▶ Excerpt to read:
######
This just sounds like the sort of incremental Ship of Theseus [0] development that many of us are doing. The product I'm working on has had enough key internal portions rewritten over a long enough time (including interestingly the job management system) that you could say it's a rewrite compared to the product from 2 years ago.

[0] https://en.wikipedia.org/wiki/Ship_of_Theseus

barking6y ago

I'd like to see some idea of what they mean by big. An order of magnitude in terms of lines of code and the number of engineers they had for the job and how long it all took versus how long the original took to write etc. One of the things that scares me about something like this are all the seemingly illogical bits of code that were added over time and are actually that way for a reason because they fix some edge case or whatever. Hard to see those not getting swept away in a rewrite as well as a whole bunch of new rarely occurring issues added. A complete rewrite strikes me as something that's almost guaranteed to be buggier than what it replaces, at least for awhile.

mgkimsal6y ago

> A complete rewrite strikes me as something that's almost guaranteed to be buggy

Likely buggy, but buggy in different ways. The real test will be in measuring the number and quality and severity of bugs, as well as the ability to identify and repair them in both systems. A testable system with good test code written may still be 'buggy', but will help foster a sense of confidence when making the fixes required.

LandR6y ago

>I'd like to see some idea of what they mean by big. An order of magnitude in terms of lines of code and the number of engineers they had for the job and how long it all took versus how long the original took to write etc.

Yeah, at my last place before I left, they were looking to do a rewrite of their main project that had been the result of years of hundreds of developers working on it. The time-scale was wooly, but was expected to be between 5 and 10 years and probably require ~200 developers and testers.

This was rewriting millions of lines of code, very little would be reusable.

I don't know if they went ahead with it or not, but it was looking like it would descend into chaos.
######
▶ Jobs:
1 - In the forum thread on software rewrites, how many developers and testers was the planned rewrite expected to require?
2 - Carry on the forum thread about software rewrites, picking up after its last sentence.
######
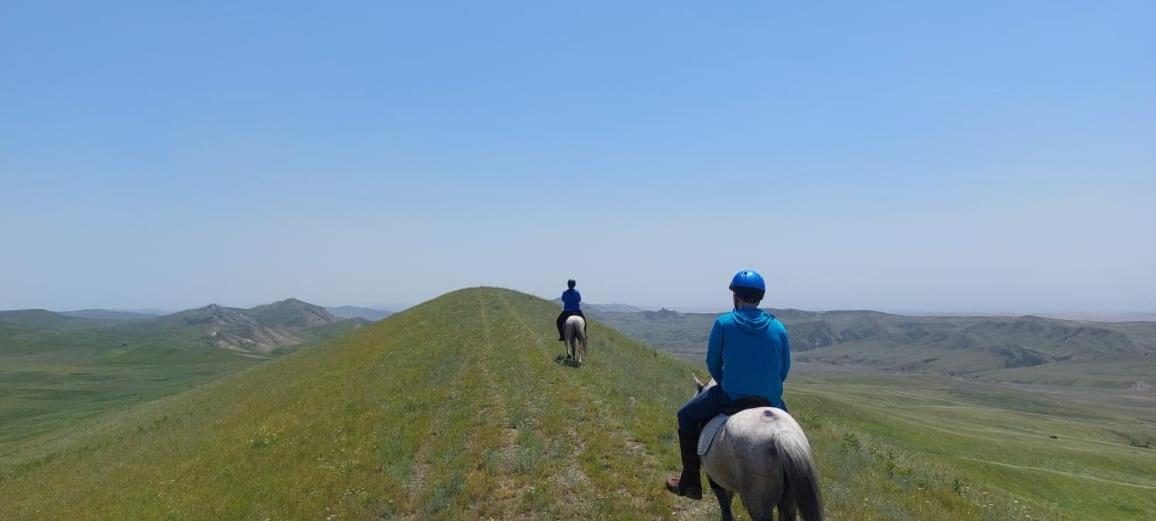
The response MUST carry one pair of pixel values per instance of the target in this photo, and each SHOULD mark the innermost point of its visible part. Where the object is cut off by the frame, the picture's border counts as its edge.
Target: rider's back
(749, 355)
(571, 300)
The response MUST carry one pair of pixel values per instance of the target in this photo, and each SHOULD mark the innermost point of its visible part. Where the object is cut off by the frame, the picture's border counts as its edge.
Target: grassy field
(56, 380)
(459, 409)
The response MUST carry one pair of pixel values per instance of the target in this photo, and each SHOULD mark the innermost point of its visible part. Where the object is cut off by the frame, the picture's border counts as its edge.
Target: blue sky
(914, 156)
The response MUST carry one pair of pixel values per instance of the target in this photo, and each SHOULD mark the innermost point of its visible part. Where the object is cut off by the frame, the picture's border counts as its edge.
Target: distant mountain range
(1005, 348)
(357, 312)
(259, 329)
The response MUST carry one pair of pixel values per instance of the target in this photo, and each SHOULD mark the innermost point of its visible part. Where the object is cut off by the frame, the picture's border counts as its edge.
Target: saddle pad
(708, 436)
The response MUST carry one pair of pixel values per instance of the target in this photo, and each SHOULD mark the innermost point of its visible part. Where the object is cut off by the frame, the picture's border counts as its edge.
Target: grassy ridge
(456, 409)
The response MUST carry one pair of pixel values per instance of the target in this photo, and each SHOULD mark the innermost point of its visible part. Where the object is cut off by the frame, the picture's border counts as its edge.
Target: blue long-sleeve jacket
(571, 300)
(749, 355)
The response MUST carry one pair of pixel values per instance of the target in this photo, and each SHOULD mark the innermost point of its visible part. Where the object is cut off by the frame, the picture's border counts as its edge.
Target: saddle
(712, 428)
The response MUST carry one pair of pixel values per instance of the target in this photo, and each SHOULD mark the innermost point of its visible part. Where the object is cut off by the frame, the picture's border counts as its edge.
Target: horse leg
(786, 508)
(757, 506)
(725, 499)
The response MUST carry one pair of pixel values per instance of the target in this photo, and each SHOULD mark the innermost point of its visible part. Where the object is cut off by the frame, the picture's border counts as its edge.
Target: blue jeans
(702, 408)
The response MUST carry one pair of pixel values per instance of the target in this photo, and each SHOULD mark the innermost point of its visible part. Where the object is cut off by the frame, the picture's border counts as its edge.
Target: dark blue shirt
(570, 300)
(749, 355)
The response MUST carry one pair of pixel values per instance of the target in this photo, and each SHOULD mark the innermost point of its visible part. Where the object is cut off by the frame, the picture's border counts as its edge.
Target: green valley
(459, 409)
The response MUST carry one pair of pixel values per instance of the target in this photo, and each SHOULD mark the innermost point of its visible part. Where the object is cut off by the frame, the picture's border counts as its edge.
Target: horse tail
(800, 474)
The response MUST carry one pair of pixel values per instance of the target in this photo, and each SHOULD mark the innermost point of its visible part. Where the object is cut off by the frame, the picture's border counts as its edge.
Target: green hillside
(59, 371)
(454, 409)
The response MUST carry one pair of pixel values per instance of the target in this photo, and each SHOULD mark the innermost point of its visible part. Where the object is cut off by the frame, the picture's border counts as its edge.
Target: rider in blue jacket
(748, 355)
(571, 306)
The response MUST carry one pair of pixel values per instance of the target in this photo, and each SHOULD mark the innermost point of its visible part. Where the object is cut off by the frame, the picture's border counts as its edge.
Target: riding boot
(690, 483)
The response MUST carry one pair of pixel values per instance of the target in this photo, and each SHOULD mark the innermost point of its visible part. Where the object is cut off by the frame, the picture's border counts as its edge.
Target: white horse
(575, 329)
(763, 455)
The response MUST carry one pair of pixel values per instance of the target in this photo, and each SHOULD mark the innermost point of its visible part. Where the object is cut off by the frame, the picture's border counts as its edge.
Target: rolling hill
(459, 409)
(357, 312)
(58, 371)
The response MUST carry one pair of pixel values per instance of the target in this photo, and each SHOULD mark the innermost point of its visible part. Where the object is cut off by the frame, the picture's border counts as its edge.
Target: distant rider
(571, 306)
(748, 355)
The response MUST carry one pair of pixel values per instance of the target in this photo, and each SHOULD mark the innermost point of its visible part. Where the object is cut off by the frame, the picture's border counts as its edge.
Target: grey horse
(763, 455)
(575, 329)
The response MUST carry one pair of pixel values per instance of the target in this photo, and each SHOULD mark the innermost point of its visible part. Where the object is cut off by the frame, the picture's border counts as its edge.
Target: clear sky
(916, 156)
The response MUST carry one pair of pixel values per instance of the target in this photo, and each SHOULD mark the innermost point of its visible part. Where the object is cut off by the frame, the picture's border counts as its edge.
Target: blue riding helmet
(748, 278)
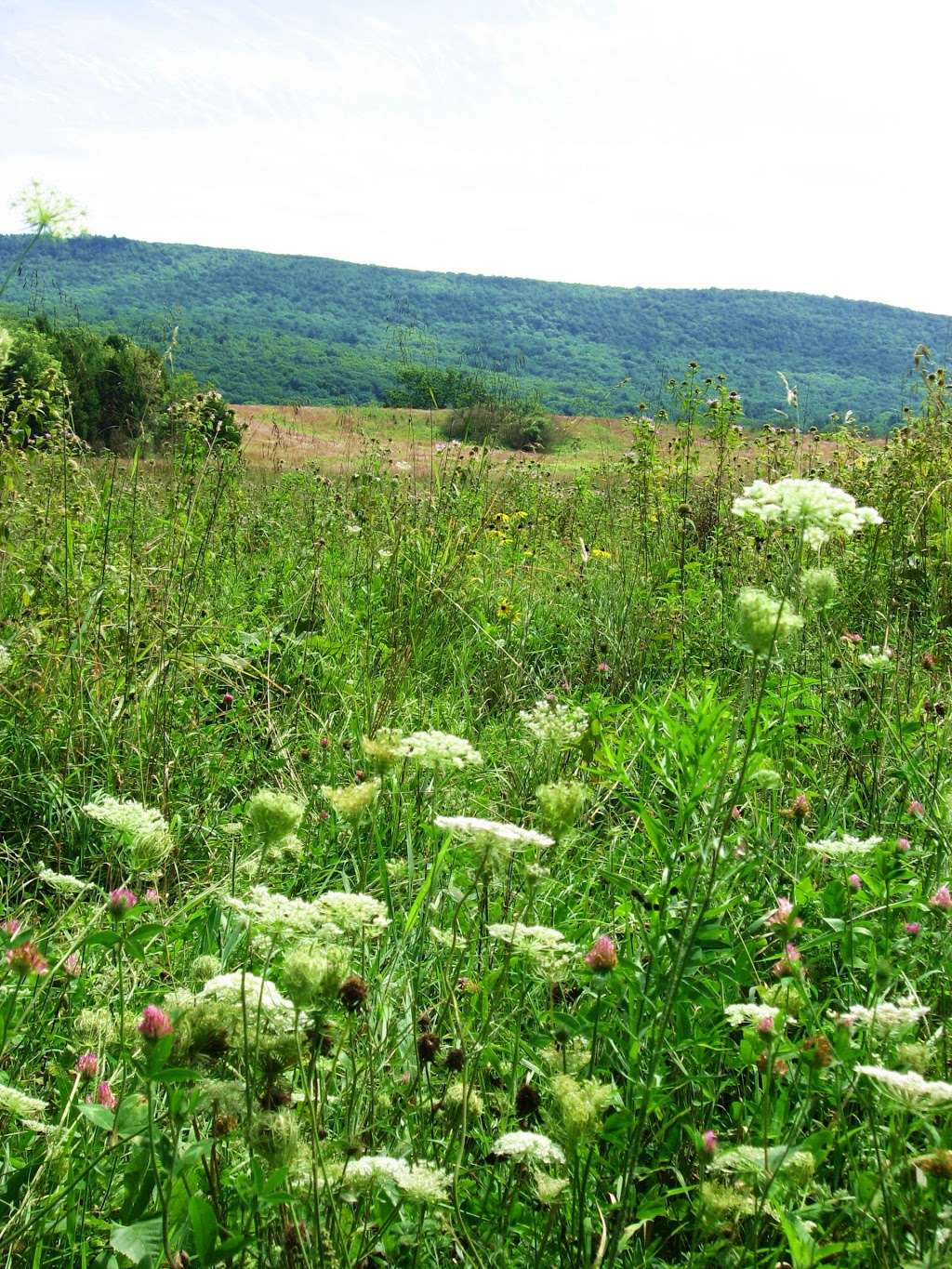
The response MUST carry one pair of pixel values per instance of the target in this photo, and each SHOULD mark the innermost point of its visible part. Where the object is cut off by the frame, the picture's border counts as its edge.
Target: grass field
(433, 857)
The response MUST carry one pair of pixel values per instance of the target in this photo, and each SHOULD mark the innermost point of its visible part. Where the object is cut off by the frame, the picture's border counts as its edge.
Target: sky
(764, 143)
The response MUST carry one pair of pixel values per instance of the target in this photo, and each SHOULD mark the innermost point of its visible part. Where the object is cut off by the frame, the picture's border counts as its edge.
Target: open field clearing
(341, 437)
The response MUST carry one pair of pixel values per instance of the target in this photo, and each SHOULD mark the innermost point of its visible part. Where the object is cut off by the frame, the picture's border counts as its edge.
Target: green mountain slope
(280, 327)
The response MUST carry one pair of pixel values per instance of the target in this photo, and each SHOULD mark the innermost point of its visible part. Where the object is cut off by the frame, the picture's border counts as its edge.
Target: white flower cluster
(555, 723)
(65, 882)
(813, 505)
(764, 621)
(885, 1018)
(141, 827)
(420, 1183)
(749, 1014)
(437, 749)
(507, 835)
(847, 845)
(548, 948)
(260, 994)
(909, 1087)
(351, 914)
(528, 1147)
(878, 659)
######
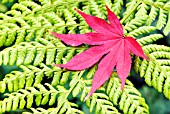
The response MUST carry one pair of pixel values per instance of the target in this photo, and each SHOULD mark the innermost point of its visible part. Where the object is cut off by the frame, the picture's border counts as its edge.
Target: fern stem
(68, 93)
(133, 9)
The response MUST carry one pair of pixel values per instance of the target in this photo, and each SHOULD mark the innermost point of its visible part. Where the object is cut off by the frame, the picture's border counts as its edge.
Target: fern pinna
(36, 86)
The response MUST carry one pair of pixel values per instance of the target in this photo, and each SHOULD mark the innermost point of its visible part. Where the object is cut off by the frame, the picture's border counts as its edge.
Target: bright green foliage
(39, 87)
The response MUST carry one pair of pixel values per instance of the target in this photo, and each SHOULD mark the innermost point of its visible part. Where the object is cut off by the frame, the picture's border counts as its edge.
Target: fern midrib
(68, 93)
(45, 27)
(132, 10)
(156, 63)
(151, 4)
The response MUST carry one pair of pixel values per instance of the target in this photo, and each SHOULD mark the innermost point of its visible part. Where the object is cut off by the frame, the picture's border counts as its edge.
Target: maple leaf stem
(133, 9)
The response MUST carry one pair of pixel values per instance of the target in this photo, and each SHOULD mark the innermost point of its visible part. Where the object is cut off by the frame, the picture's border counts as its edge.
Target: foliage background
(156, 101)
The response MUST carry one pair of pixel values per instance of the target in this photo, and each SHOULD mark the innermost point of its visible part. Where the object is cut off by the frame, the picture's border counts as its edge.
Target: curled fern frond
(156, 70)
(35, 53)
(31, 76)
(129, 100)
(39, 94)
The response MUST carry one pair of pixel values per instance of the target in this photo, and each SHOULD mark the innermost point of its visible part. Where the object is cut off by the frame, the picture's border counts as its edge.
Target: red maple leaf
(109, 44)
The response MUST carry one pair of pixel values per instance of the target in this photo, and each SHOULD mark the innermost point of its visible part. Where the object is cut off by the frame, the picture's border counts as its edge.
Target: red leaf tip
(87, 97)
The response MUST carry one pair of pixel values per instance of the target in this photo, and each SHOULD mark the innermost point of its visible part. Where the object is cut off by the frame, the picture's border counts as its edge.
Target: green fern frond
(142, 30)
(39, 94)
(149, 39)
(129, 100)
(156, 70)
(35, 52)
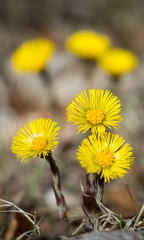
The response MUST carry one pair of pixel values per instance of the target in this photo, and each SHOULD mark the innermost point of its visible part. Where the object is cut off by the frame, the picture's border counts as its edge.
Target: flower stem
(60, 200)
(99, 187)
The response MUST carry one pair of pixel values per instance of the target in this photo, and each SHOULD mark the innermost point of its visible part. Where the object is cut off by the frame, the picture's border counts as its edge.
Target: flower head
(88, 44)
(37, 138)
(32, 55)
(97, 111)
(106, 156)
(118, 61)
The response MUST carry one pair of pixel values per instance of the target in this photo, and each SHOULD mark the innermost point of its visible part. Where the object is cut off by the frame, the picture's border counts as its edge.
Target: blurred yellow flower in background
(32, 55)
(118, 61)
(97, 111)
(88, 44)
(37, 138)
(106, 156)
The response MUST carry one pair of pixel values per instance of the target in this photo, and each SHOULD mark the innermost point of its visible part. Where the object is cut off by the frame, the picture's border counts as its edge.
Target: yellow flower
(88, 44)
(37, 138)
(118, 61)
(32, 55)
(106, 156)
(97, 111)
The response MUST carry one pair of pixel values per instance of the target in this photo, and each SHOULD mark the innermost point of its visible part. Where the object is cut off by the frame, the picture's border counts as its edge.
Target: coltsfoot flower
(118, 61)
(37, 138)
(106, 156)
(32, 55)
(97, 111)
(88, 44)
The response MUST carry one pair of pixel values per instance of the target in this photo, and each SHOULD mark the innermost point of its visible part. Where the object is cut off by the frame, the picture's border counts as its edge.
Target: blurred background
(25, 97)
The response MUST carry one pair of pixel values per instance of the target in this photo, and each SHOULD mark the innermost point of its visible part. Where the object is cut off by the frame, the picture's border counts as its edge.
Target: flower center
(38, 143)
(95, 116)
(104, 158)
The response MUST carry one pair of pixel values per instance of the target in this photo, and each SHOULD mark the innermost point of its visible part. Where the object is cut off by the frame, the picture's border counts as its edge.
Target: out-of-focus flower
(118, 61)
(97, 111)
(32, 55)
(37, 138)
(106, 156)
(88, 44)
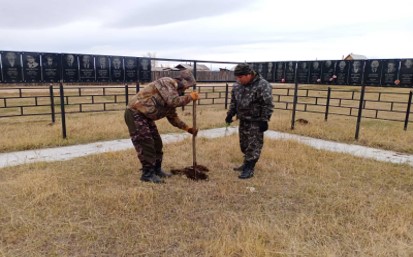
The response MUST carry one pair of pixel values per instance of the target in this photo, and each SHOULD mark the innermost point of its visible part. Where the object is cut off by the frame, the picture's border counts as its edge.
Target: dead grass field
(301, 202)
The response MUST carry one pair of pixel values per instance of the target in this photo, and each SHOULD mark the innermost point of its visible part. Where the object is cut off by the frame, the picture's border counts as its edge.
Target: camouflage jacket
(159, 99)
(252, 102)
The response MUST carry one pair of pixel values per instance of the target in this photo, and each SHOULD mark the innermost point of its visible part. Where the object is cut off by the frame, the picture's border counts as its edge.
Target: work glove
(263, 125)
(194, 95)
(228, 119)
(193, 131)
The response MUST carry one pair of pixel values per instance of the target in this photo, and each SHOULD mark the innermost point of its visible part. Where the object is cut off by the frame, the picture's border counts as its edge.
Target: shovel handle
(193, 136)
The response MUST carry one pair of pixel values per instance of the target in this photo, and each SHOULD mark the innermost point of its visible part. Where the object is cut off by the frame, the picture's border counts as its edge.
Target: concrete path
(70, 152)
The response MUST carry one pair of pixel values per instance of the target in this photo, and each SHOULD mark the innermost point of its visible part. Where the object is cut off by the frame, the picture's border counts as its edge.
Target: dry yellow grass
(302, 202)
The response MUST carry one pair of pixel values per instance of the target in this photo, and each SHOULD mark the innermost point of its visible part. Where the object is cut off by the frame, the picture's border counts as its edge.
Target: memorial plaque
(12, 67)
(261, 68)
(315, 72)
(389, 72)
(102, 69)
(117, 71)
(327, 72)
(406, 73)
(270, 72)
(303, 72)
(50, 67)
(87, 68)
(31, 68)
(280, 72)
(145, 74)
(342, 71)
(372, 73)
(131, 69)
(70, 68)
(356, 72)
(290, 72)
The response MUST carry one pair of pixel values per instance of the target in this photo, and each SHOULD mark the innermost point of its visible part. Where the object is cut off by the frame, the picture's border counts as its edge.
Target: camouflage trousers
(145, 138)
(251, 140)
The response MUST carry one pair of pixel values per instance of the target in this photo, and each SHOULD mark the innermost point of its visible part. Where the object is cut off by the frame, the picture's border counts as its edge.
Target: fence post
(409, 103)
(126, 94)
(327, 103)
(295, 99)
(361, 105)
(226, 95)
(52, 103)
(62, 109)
######
▶ Outputs by task:
1 - About 200.

2 -
1 more reply

baud1472586y ago

The company where I work is doing (and is close to finishing) a big rewrite of one the product. The base version is deployed on-prem at our clients, the new one will be cloud service, with the same features. But the on-prem version is still worked on and supported (I'm working on it) alongside the cloud one, the cloud one is to offer a less cumbersome alternative.

barking6y ago

Is the on-prem one Windows based? Also by less cumbersome do you mean the cloud one has fewer features or is just easier to get up and running with it because it's a browser based. Are the company expecting your on-prem one to fade away over time etc? Could you give any information of what each was written in and an order of magnitude, hundres of thousands of loc etc. Sorry for all the questions but I'm nosey! No problem if you can't.

1 more reply

Darkstryder6y ago

> Prematurely designing systems “for scale” is just another instance of premature optimization

> Examples abound: (...) using a distributed database when Postgres would do

This is the only part of the article that bugged me a little, because in my experience the choice between single-machine and distributed databases is not so much about scale as it is about availability and avoiding a single point of failure.

Even if your database server is fairly stable (a VM in a robust cloud for instance), if you use Postgres or MySQL and you need to upgrade to a newer version of the database (let say for an urgent security update), you have no choice but to completely stop the service for a few seconds / minutes (assuming the service cannot work without its database).

Depending on the service and its users, this mandatory down-time might or might not be acceptable.

Anecdotally I suspect services requiring high SLAs are more common than ones requiring petabyte scale storage.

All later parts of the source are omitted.